#### AIM OF THE TASK:
Copy the passage from "CS4, focusing on" to "thinking about problems." in the article on hallucination suppression and model creativity, word for word.

#### SUPPLIED PASSAGE:
Authorized reproduction from Academic Headlines, courtesy of Big Data Digest.
Compiled by: Xiao Xiao
Large Language Models (LLMs) commonly suffer from the hallucination problem, where they generate content that does not align with objective facts. In response, various techniques for suppressing hallucinations have been proposed.
In scientific research activities, creativity is a key element in formulating scientific hypotheses and constructing scientific concepts. As LLMs become increasingly deeply integrated into scientific research assistance, this type of creative thinking, which relies on unconventional associations, often resembles model hallucinations in its form of expression.
However, there is still a lack of systematic understanding regarding whether hallucination-suppressing techniques can undermine model creativity.
Based on this, a research team from Nanyang Technological University utilized two creativity evaluation benchmarks to study the relationship between hallucination suppression methods and model creativity, providing an important reference for how to choose appropriate hallucination suppression techniques in scientific application scenarios.
Paper Link: https://arxiv.org/pdf/2512.11509
They selected two creativity evaluation benchmarks.
NeoCoder, evaluating model creativity through programming tasks with progressively increasing constraints. Its highly regulated task environment is analogous to scientific experiments conducted under the constraints of fixed natural laws.
CS4, focusing on open-ended story generation, emphasizes divergent association and imaginative ability, closely resembling the creative thinking process required for scientific hypothesis generation.
On both benchmarks, they systematically evaluated three hallucination suppression techniques: Chain of Verification (CoVe), Contrastive Layer Decoding (DoLa), and Retrieval-Augmented Generation (RAG).
Figure: Schematic of the Experimental Framework
CoVe Enhances Divergent Creativity
Experimental results show that CoVe significantly enhances the divergent creativity of large models, meaning it allows the model to produce more novel and diverse answers when thinking about problems.
Experiments across different models and benchmarks showed that CoVe performs stably overall, with particularly notable improvements on some smaller models.
This indicates that by introducing a "verification-interrogation" style decoding process, CoVe guides the model to explore more potential reasoning paths rather than quickly reaching a conclusion along a single direction.
The effect of CoVe is not only reflected in performance metrics but also demonstrates the value of human-like divergent thinking training. Continuous questioning and multi-directional thinking help break fixed mindsets and stimulate "brainstorming-style" creative thinking.

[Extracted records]
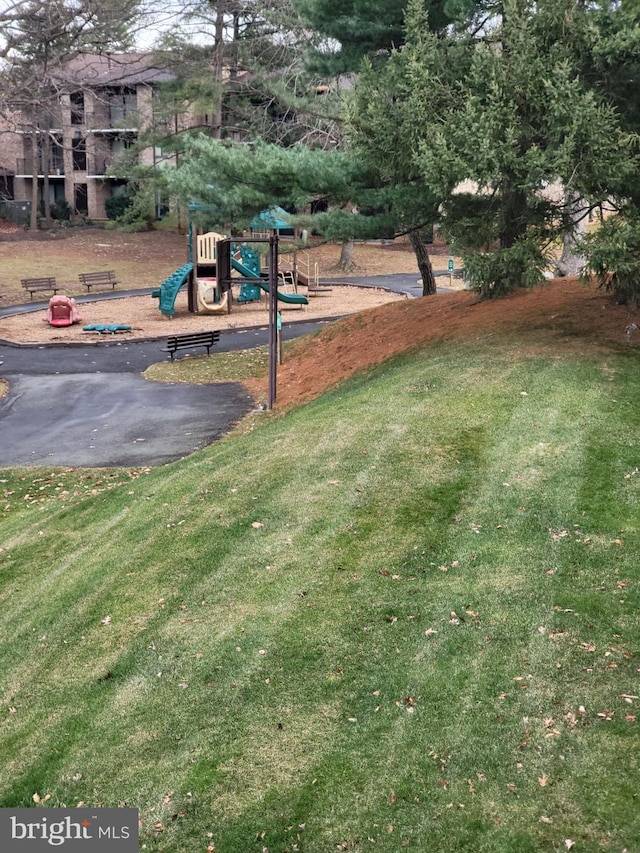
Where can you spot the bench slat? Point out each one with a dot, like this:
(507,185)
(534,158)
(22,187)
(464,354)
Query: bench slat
(98,279)
(33,285)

#### RESPONSE AREA:
CS4, focusing on open-ended story generation, emphasizes divergent association and imaginative ability, closely resembling the creative thinking process required for scientific hypothesis generation.
On both benchmarks, they systematically evaluated three hallucination suppression techniques: Chain of Verification (CoVe), Contrastive Layer Decoding (DoLa), and Retrieval-Augmented Generation (RAG).
Figure: Schematic of the Experimental Framework
CoVe Enhances Divergent Creativity
Experimental results show that CoVe significantly enhances the divergent creativity of large models, meaning it allows the model to produce more novel and diverse answers when thinking about problems.